Stored dataset items
------
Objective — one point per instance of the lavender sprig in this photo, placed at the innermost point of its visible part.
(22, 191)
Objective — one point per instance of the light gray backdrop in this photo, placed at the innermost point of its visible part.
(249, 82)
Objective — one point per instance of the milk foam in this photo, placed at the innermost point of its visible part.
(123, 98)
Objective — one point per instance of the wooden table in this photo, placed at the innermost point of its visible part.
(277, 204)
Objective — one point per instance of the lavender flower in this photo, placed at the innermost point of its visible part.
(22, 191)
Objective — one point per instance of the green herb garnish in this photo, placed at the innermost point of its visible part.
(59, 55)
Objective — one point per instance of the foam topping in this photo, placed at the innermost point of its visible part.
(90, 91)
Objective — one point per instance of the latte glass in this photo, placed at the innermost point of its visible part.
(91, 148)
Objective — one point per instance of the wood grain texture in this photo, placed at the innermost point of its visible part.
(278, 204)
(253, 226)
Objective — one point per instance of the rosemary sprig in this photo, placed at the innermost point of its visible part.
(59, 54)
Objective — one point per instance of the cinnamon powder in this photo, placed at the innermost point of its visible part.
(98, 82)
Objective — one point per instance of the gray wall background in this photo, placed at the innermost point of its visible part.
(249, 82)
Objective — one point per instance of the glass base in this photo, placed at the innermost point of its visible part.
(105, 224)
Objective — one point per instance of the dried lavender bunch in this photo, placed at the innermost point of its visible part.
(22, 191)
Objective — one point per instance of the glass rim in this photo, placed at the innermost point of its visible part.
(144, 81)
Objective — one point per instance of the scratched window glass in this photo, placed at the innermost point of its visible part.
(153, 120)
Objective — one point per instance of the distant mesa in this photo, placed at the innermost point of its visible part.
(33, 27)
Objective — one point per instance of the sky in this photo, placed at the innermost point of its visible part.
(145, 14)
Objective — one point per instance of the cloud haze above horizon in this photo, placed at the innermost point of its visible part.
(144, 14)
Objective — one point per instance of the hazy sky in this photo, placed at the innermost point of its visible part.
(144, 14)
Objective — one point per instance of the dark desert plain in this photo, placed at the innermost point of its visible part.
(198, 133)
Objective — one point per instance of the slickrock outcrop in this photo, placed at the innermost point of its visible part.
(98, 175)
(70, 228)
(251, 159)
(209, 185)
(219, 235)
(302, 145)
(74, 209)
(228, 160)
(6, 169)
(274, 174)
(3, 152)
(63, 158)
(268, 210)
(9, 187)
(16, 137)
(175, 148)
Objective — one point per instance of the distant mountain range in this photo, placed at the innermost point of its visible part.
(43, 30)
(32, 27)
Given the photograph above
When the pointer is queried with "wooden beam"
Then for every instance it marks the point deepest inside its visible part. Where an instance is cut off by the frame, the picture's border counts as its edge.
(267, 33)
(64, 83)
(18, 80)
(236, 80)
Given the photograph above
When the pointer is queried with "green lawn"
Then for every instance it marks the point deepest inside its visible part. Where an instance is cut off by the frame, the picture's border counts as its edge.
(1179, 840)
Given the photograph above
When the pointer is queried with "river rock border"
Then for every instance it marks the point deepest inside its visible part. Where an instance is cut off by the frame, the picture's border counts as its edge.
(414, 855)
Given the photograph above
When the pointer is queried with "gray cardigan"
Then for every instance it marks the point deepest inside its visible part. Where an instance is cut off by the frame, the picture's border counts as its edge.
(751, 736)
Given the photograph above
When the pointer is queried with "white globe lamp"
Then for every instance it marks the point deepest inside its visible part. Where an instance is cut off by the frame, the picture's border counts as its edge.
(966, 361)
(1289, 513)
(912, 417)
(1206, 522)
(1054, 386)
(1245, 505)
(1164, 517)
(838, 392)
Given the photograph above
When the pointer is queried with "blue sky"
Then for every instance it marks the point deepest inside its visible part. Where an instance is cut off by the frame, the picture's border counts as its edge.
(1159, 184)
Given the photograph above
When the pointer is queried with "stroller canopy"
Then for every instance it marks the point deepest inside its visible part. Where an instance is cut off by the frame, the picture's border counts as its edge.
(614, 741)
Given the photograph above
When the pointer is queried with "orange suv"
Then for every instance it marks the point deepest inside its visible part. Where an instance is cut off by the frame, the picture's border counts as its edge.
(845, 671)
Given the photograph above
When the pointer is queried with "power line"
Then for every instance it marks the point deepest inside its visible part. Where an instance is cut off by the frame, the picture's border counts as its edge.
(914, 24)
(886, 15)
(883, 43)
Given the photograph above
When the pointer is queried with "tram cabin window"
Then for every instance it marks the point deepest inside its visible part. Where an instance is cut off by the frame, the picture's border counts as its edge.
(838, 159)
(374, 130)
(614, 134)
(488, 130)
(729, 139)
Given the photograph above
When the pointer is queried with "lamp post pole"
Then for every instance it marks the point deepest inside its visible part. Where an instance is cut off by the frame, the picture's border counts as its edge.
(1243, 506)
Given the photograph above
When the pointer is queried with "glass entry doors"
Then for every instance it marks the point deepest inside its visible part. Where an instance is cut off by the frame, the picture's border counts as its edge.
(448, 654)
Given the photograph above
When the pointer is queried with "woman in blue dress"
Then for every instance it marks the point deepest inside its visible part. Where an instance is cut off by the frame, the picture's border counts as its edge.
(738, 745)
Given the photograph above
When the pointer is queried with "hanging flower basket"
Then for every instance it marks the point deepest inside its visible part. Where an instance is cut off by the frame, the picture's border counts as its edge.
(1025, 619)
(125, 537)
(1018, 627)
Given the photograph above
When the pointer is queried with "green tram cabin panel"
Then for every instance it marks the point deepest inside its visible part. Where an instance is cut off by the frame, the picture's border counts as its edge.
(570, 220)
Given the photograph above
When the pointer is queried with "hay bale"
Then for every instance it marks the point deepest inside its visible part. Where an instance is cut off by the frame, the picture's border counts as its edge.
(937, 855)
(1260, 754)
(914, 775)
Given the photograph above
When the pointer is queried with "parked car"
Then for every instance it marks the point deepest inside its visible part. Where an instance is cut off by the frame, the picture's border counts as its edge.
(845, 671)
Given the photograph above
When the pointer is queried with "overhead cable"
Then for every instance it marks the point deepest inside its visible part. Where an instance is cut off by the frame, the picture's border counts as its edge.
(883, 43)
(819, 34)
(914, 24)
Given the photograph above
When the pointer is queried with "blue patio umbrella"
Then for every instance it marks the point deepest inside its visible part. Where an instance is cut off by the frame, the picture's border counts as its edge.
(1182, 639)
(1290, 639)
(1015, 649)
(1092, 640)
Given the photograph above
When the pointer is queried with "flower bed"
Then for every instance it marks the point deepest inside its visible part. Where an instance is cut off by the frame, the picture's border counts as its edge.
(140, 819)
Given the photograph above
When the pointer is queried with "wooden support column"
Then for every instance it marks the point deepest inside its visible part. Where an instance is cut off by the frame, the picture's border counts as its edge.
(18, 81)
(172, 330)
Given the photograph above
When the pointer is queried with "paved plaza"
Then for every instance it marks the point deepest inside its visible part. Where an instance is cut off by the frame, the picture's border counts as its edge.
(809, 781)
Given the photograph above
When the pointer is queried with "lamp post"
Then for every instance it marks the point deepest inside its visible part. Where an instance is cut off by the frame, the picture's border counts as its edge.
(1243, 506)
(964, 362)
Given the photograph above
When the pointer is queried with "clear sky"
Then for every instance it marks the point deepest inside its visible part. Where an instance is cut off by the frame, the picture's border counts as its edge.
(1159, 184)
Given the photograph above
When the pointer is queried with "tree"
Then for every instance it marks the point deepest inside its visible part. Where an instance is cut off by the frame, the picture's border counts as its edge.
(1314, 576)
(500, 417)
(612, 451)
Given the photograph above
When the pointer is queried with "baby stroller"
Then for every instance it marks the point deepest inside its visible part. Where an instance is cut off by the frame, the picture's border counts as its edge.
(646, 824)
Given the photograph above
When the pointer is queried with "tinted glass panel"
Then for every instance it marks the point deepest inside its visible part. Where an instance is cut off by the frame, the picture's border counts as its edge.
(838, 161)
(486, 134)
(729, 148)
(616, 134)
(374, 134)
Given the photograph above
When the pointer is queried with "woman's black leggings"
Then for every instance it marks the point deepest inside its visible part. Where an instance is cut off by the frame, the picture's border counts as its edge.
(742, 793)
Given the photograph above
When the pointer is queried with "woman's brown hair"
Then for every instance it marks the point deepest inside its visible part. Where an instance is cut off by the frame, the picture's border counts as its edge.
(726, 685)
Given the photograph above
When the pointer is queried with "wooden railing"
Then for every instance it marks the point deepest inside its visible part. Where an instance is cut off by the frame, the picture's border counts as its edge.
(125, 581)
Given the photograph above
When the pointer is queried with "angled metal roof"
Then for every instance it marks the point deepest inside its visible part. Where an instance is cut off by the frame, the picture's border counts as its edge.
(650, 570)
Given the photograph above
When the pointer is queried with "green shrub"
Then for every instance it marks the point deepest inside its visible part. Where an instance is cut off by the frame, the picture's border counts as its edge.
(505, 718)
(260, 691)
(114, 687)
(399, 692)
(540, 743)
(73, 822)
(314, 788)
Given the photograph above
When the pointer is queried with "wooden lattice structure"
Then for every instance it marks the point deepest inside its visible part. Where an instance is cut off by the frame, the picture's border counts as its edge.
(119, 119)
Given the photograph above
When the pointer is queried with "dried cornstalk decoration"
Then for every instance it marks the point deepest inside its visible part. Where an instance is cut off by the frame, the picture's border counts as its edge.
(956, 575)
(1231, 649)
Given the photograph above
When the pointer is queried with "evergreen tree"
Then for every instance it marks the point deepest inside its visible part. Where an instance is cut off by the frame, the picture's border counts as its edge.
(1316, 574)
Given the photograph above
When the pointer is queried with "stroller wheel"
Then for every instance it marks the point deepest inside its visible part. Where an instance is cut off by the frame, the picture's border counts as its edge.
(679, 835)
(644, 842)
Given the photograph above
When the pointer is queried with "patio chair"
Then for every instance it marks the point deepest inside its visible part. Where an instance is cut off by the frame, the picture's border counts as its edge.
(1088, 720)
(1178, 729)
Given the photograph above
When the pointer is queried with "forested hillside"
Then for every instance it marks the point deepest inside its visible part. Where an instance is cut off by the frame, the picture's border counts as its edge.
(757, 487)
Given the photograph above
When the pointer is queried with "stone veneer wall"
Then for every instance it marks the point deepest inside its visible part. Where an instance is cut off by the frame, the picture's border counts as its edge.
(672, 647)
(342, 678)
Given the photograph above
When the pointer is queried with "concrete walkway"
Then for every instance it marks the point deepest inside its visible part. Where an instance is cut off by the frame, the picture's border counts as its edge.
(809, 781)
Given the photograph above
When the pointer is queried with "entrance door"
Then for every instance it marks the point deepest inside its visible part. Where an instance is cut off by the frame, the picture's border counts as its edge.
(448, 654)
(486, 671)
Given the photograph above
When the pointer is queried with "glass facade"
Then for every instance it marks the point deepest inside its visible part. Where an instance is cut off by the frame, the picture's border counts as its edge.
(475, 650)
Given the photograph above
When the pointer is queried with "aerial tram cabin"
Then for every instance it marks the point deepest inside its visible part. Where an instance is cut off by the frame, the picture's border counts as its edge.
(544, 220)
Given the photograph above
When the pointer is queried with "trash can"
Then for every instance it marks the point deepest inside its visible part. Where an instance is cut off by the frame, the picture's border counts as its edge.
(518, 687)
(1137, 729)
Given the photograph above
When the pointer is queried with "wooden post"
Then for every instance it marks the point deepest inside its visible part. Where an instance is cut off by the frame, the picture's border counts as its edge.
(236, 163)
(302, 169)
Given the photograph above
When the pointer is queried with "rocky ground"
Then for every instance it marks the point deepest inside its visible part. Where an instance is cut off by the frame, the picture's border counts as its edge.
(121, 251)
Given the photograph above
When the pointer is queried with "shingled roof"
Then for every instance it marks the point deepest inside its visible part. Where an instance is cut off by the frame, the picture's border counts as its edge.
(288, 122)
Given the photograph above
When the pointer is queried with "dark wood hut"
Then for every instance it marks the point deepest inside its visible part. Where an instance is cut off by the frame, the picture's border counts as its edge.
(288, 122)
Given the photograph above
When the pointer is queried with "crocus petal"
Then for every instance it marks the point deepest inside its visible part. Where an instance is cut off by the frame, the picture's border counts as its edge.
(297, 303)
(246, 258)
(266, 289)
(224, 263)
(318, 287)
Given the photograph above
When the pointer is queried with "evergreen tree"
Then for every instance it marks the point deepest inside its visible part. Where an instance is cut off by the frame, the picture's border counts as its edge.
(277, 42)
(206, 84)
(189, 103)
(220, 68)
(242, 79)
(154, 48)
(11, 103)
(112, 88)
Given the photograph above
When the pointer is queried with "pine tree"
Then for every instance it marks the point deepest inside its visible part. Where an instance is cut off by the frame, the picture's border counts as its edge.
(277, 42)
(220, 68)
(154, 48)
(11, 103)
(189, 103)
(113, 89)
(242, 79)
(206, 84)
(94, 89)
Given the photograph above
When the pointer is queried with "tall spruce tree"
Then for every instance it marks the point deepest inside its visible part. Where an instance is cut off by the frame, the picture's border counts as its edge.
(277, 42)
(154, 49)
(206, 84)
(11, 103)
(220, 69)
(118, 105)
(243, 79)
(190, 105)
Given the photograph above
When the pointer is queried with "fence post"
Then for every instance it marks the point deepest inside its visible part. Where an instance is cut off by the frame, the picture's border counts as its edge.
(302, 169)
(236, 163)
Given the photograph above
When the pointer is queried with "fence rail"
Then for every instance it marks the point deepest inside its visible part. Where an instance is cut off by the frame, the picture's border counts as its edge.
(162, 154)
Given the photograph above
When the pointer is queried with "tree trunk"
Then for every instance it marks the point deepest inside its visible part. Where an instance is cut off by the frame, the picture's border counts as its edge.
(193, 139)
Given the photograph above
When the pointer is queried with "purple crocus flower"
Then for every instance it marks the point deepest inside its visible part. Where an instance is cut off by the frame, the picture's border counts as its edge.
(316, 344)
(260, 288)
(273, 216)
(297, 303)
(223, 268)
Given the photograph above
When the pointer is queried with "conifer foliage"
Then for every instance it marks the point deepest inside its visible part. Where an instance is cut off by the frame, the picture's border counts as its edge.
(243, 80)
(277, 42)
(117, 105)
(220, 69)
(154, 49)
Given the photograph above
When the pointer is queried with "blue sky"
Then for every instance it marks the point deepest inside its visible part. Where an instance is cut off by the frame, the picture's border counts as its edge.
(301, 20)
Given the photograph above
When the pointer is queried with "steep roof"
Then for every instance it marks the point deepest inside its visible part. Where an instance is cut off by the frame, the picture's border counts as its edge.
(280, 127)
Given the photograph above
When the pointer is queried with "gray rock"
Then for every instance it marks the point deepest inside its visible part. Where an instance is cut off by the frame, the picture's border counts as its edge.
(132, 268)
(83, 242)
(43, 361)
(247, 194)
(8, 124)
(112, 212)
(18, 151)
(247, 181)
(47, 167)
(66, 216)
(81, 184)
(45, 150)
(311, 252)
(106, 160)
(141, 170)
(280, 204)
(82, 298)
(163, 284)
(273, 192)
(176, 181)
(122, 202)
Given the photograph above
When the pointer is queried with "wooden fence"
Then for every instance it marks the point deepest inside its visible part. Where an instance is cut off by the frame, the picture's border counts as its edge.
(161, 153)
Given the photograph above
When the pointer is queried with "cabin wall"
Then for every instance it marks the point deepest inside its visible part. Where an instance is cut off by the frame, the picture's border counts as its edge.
------
**BRIEF:**
Copy out each line from the preceding entries that mentions the word "crocus".

**TASK RESULT:**
When the pointer is queried with "crocus petal"
When the pointer is queried with "purple crocus flower"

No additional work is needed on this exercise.